Stored records:
*****

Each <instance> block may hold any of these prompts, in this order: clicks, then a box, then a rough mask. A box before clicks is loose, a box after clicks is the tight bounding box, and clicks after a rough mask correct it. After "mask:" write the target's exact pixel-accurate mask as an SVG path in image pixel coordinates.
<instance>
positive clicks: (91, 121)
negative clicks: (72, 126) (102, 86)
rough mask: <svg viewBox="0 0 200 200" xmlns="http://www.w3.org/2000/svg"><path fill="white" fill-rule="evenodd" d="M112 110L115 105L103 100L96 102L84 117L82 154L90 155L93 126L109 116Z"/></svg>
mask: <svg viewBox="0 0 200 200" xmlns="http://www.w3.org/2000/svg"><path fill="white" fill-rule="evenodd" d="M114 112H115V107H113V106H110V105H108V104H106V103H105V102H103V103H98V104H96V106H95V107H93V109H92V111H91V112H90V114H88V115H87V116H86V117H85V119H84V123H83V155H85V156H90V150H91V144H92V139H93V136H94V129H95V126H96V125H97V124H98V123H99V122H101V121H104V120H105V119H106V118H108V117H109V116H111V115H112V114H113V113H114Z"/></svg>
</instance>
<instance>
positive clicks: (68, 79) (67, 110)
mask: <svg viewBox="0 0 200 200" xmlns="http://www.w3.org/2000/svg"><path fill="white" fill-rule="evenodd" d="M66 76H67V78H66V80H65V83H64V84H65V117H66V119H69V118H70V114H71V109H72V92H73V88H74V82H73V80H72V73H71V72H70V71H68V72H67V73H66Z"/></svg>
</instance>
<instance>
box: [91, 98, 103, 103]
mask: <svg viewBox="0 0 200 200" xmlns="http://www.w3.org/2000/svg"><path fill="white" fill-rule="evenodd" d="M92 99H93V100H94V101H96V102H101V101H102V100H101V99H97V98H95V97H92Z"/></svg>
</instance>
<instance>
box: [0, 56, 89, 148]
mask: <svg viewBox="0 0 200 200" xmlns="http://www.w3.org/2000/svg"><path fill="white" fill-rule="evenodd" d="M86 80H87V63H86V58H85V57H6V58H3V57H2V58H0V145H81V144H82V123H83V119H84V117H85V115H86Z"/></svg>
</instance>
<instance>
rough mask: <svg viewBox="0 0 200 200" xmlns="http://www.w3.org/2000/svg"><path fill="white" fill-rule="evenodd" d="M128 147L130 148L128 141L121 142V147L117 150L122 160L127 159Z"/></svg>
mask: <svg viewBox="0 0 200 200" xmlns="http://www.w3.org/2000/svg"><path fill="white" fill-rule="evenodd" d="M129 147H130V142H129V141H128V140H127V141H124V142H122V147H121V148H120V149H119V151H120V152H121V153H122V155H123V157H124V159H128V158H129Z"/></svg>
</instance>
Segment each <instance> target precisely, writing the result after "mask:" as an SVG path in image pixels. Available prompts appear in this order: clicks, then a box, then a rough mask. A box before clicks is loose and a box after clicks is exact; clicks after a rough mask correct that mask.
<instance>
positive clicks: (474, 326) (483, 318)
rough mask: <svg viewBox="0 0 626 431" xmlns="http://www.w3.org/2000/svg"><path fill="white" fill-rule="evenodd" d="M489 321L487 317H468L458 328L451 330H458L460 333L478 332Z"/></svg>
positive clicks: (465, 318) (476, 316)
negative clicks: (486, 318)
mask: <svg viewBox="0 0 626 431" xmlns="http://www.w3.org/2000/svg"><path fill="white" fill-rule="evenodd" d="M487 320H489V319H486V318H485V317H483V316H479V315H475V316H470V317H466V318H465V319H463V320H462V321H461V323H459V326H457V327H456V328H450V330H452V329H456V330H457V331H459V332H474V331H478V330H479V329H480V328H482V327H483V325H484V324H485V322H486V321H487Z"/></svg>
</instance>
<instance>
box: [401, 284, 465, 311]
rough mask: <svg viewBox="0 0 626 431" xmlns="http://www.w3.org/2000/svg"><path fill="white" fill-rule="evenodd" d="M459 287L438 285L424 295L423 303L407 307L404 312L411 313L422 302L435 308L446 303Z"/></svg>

*****

Return the span of lines in the data above that opens at the line with "positive clicks: (68, 79) (67, 110)" and closes at the line with "positive clicks: (465, 318) (476, 316)", exactly, ends included, nothing else.

## Task response
positive clicks: (68, 79) (67, 110)
mask: <svg viewBox="0 0 200 200" xmlns="http://www.w3.org/2000/svg"><path fill="white" fill-rule="evenodd" d="M66 76H67V78H66V80H65V83H64V84H65V117H66V119H69V118H70V114H71V109H72V92H73V88H74V82H73V80H72V73H71V72H70V71H68V72H67V73H66Z"/></svg>
</instance>
<instance>
box: [91, 98, 103, 103]
mask: <svg viewBox="0 0 200 200" xmlns="http://www.w3.org/2000/svg"><path fill="white" fill-rule="evenodd" d="M92 99H93V100H94V101H96V102H101V101H102V100H101V99H97V98H95V97H92Z"/></svg>
</instance>
<instance>
box: [0, 56, 89, 148]
mask: <svg viewBox="0 0 200 200" xmlns="http://www.w3.org/2000/svg"><path fill="white" fill-rule="evenodd" d="M86 80H87V63H86V58H85V57H6V58H3V57H2V58H0V145H81V144H82V123H83V119H84V117H85V115H86Z"/></svg>
</instance>
<instance>
rough mask: <svg viewBox="0 0 200 200" xmlns="http://www.w3.org/2000/svg"><path fill="white" fill-rule="evenodd" d="M128 147L130 148L128 141L121 142V147L117 150L122 160L127 159Z"/></svg>
mask: <svg viewBox="0 0 200 200" xmlns="http://www.w3.org/2000/svg"><path fill="white" fill-rule="evenodd" d="M129 147H130V142H129V141H128V140H127V141H124V142H122V147H121V148H120V149H119V151H120V152H121V153H122V155H123V157H124V159H128V158H129Z"/></svg>
</instance>
Segment each <instance> target precisely, writing the result after "mask:" as an SVG path in image pixels. Available prompts appear in this order: clicks, then a box, then a rough mask. A box before clicks is loose and a box after clicks is exact; clicks after a rough mask correct that mask.
<instance>
positive clicks: (474, 326) (483, 318)
rough mask: <svg viewBox="0 0 626 431" xmlns="http://www.w3.org/2000/svg"><path fill="white" fill-rule="evenodd" d="M489 321L487 317H468L458 328L451 330H458L460 333L478 332Z"/></svg>
positive clicks: (465, 318) (476, 316)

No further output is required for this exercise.